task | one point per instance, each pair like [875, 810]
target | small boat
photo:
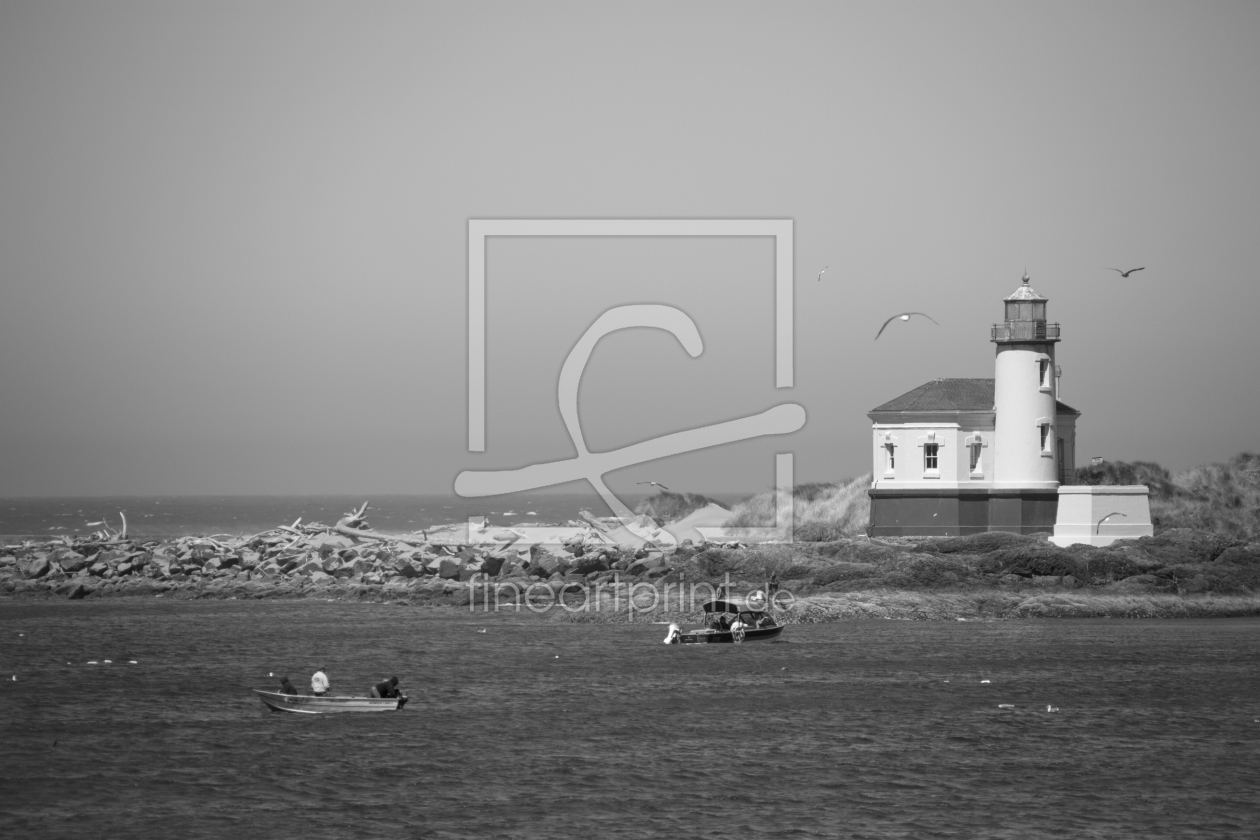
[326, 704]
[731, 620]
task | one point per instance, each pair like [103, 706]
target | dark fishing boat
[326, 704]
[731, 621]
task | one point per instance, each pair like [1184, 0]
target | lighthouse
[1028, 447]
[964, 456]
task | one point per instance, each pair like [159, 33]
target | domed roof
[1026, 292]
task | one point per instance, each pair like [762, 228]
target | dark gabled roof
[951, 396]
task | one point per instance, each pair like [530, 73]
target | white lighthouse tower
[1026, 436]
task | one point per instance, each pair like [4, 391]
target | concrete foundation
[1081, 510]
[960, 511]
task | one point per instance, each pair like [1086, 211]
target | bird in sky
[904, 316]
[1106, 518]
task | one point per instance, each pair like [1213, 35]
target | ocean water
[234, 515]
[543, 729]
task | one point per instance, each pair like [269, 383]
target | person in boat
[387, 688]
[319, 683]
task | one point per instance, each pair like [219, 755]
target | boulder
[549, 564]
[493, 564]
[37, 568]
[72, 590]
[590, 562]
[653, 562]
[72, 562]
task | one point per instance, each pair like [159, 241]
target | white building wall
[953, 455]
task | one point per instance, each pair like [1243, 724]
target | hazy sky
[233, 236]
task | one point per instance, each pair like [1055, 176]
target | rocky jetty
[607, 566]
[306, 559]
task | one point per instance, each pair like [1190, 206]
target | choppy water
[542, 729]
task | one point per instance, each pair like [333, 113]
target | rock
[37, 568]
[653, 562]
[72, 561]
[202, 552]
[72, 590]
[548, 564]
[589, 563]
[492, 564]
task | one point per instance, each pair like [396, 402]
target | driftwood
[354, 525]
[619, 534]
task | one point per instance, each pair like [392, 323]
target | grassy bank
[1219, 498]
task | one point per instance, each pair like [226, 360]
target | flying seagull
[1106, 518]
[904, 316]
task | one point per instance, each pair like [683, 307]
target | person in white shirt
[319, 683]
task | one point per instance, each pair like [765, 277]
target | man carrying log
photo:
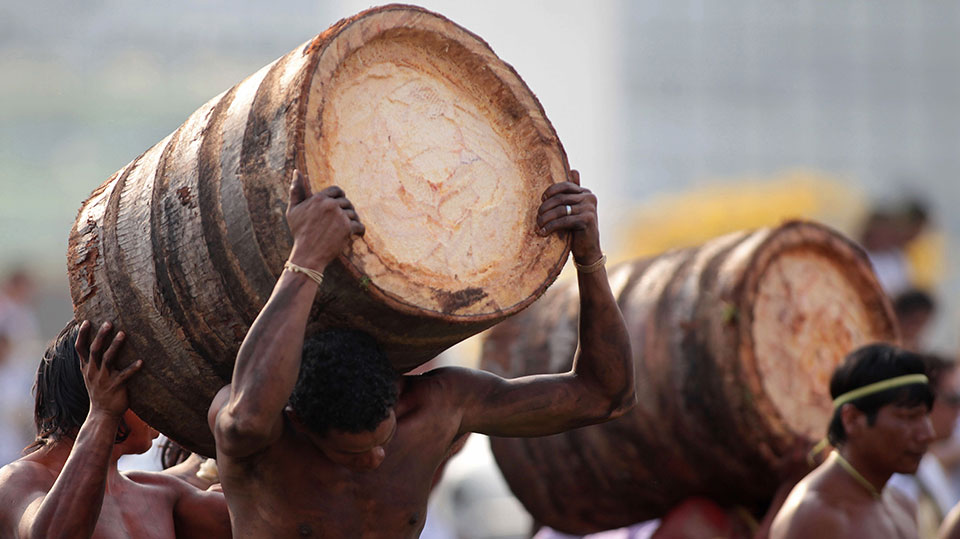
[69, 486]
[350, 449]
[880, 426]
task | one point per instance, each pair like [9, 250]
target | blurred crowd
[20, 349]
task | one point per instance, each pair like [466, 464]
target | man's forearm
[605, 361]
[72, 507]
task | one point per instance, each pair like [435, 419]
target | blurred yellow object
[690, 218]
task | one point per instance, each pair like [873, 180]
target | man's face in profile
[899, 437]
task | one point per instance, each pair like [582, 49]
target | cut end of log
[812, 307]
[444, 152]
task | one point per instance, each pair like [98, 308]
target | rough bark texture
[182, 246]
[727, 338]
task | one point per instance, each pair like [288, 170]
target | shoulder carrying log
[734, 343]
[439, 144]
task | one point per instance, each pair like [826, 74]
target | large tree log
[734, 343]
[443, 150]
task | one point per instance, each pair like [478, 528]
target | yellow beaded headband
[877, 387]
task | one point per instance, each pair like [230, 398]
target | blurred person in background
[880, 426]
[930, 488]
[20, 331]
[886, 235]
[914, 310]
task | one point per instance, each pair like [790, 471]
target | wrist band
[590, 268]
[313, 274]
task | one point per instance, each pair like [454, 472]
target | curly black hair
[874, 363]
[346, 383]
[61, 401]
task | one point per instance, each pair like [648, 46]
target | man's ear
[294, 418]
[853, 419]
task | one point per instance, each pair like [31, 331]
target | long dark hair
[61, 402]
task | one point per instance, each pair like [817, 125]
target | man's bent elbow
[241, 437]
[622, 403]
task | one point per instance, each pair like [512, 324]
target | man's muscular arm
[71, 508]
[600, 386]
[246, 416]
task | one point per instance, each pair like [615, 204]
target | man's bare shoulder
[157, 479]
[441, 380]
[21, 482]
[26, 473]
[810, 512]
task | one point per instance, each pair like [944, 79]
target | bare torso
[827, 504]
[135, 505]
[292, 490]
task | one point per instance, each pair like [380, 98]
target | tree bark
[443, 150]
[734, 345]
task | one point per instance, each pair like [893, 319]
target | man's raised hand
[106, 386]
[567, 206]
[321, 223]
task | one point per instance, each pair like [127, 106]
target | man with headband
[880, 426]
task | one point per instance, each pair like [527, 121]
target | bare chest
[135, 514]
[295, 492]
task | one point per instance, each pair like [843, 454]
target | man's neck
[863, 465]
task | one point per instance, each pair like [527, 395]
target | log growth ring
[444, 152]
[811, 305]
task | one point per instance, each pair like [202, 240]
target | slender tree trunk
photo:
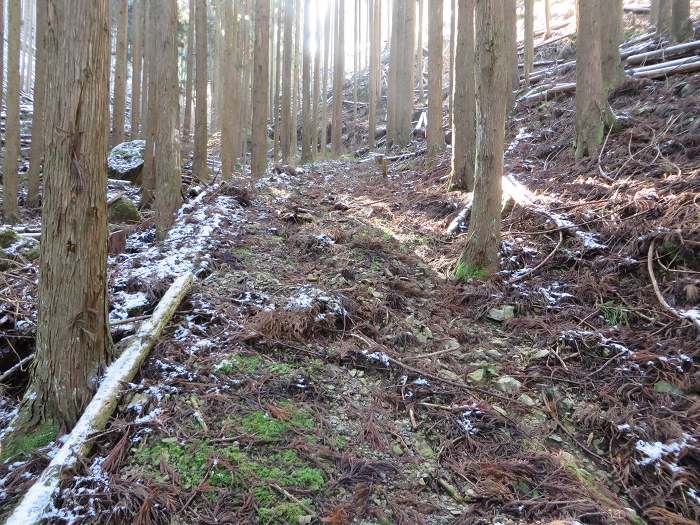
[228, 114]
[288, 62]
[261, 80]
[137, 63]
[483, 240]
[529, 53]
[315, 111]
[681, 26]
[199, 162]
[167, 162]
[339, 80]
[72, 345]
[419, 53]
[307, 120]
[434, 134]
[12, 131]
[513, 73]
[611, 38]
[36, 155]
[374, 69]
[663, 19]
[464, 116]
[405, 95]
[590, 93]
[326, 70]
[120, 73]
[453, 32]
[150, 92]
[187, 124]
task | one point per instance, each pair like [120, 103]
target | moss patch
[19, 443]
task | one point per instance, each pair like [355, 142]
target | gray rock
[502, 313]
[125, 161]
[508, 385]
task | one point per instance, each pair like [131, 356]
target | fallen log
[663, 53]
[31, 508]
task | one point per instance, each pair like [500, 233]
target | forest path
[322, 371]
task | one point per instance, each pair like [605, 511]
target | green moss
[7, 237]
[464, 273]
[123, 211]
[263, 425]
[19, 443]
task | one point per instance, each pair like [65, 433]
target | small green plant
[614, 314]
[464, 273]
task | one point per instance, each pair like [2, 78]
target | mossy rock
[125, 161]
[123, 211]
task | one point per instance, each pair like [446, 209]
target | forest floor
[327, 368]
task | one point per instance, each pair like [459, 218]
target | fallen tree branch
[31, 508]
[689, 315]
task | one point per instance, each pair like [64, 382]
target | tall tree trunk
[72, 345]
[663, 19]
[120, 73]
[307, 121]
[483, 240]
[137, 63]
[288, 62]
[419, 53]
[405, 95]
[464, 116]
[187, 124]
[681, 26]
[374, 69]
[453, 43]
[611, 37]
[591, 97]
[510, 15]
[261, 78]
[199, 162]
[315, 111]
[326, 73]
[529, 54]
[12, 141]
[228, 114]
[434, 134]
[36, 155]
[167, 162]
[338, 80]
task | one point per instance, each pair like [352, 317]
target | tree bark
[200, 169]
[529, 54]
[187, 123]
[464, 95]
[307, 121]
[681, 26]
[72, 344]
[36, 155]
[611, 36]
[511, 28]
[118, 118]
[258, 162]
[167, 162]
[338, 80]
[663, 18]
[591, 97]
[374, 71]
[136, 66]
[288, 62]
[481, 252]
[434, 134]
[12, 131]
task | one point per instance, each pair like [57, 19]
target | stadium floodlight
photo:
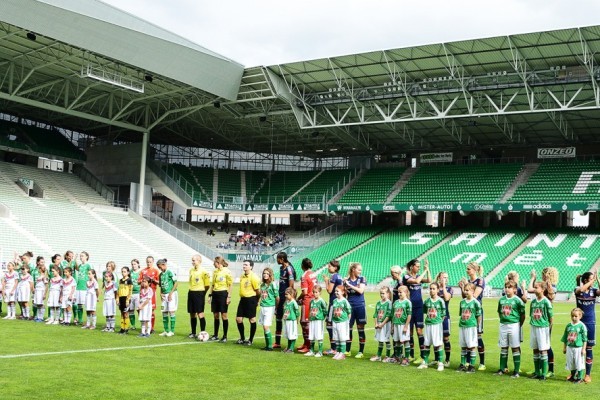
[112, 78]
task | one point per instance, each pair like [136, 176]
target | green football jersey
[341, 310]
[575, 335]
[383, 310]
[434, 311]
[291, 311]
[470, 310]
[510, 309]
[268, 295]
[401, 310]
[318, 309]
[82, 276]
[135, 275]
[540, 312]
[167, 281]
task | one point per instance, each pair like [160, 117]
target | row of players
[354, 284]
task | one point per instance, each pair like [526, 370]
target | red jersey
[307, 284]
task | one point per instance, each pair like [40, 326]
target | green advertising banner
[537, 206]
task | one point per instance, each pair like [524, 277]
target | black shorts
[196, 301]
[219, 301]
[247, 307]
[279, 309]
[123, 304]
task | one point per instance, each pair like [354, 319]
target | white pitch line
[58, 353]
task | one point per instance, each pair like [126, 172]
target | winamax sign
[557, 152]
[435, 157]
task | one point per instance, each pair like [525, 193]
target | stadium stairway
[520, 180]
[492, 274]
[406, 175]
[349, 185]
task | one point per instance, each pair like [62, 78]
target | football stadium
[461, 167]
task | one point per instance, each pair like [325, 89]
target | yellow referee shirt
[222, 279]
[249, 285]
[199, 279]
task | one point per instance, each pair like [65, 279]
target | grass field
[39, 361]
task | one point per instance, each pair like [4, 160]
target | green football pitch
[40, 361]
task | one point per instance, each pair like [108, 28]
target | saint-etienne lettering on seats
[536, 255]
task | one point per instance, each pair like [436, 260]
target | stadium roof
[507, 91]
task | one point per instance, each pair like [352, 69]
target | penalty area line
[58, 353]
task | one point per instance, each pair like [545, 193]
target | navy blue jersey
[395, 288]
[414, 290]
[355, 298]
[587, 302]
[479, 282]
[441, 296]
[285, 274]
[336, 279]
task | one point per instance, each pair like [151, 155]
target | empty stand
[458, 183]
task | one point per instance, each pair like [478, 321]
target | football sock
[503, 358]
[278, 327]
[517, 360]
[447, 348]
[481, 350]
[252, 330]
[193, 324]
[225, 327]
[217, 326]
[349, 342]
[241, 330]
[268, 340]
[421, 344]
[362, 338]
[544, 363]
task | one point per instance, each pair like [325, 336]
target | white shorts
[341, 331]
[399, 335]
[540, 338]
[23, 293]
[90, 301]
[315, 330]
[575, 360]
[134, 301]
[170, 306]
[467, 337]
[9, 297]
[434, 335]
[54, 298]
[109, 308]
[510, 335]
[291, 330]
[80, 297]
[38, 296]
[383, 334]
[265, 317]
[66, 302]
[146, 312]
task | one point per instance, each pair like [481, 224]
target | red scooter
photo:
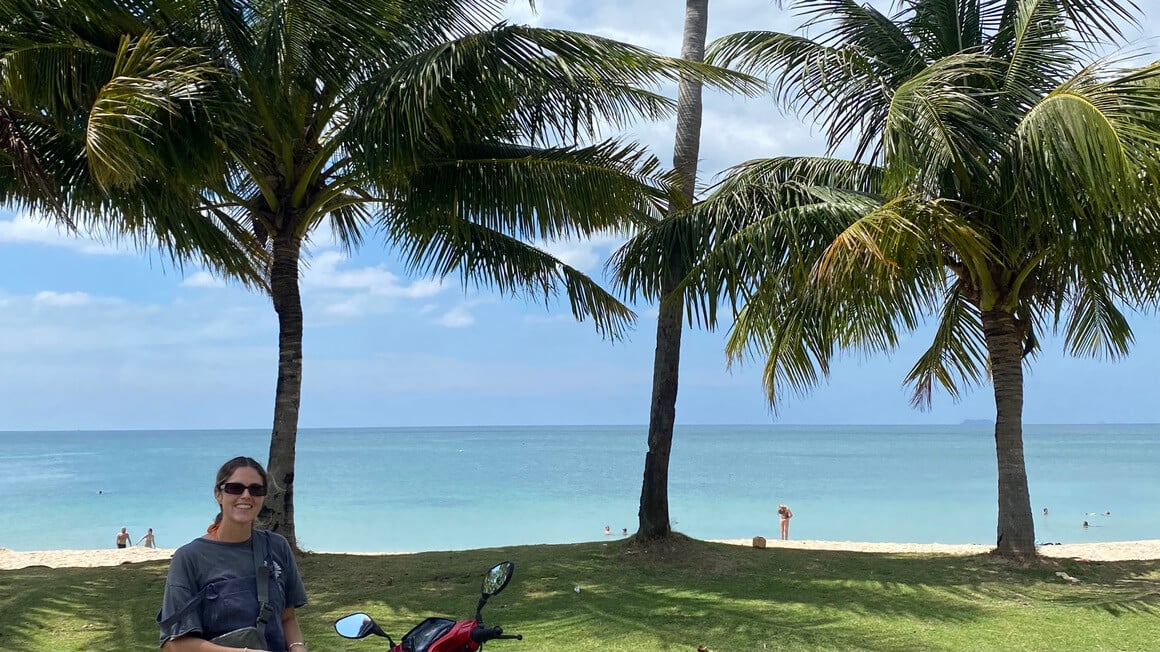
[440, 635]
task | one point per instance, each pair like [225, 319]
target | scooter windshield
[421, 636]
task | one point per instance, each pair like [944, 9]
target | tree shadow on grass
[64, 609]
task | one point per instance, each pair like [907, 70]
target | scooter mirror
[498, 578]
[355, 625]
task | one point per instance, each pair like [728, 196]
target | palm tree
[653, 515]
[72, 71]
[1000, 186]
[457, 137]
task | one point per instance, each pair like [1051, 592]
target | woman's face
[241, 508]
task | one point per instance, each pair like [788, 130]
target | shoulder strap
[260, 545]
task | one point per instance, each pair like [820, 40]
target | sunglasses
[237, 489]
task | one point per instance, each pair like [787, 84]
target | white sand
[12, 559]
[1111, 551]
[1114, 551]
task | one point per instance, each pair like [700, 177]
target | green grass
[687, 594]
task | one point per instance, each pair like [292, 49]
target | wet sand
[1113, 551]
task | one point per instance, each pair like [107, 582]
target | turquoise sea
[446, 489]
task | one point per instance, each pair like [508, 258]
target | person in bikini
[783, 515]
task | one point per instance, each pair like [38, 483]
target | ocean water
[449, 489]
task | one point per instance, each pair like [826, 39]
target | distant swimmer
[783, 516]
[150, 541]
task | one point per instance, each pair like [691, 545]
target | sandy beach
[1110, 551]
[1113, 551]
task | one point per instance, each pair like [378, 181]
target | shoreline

________

PROBLEM: The line containing "task | one point per instance, each pair like [269, 383]" marks the end: retype every line from the first one in the listing up to and including it, without pictures.

SOLUTION TO THIS PROBLEM:
task | one point per instance, each pair like [875, 810]
target | small boat
photo:
[326, 704]
[731, 620]
task | one point per instance, each pair like [103, 706]
target | dark fishing boat
[326, 704]
[731, 621]
task | one point per instance, each pair like [1184, 0]
target | lighthouse
[1028, 447]
[964, 456]
task | one point per instance, each pair like [159, 33]
target | domed roof
[1026, 292]
task | one point per instance, each pair like [762, 228]
target | dark gabled roof
[951, 396]
task | one point per instance, each pair like [530, 73]
target | white lighthouse tower
[1026, 436]
task | one point per instance, each pair like [4, 391]
target | concrete foundation
[1081, 510]
[960, 511]
task | one point per instance, each pair like [1086, 211]
target | bird in sky
[904, 316]
[1106, 518]
task | one point per instance, each pair like [1213, 35]
target | ocean water
[234, 515]
[543, 729]
task | one point per instance, each pair like [269, 383]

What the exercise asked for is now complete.